___ Eingabezeilen
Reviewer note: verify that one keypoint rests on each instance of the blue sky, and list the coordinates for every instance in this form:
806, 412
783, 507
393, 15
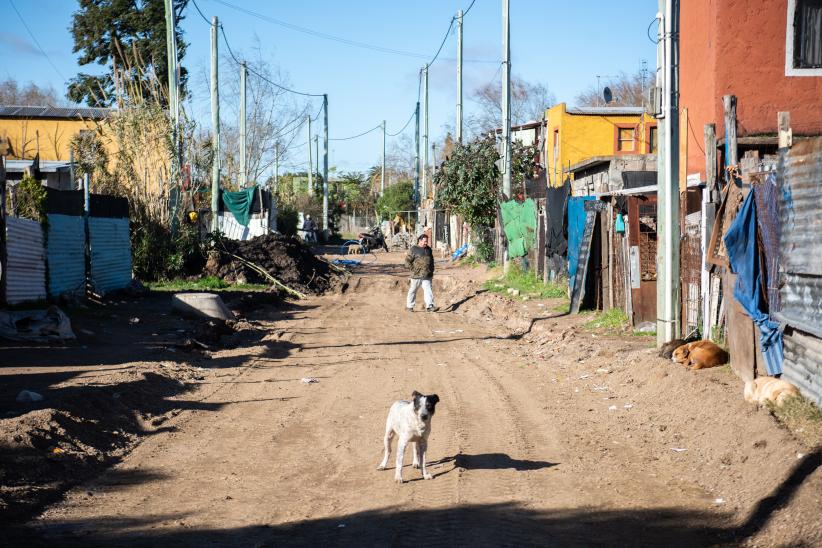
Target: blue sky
______
___ Eingabezeilen
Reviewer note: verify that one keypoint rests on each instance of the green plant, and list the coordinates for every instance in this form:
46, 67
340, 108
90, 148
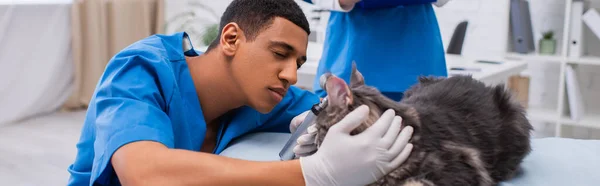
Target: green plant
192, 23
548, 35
______
Aufgabenstellung - Ersetze „keypoint“ durch „point“ und gib die Zeilen von der Zeile mit „of the blue“ bis einschließlich der Zeile mit „Target: blue sky“ sonst unverändert wieder. Die Bilder sollen in der Antwort fehlen.

Antwort zur Aufgabe -
Reviewer note: verify that one point rests on each instance of the blue sky, and list the coordinates for every instance in this form:
806, 412
783, 507
393, 15
Target: blue sky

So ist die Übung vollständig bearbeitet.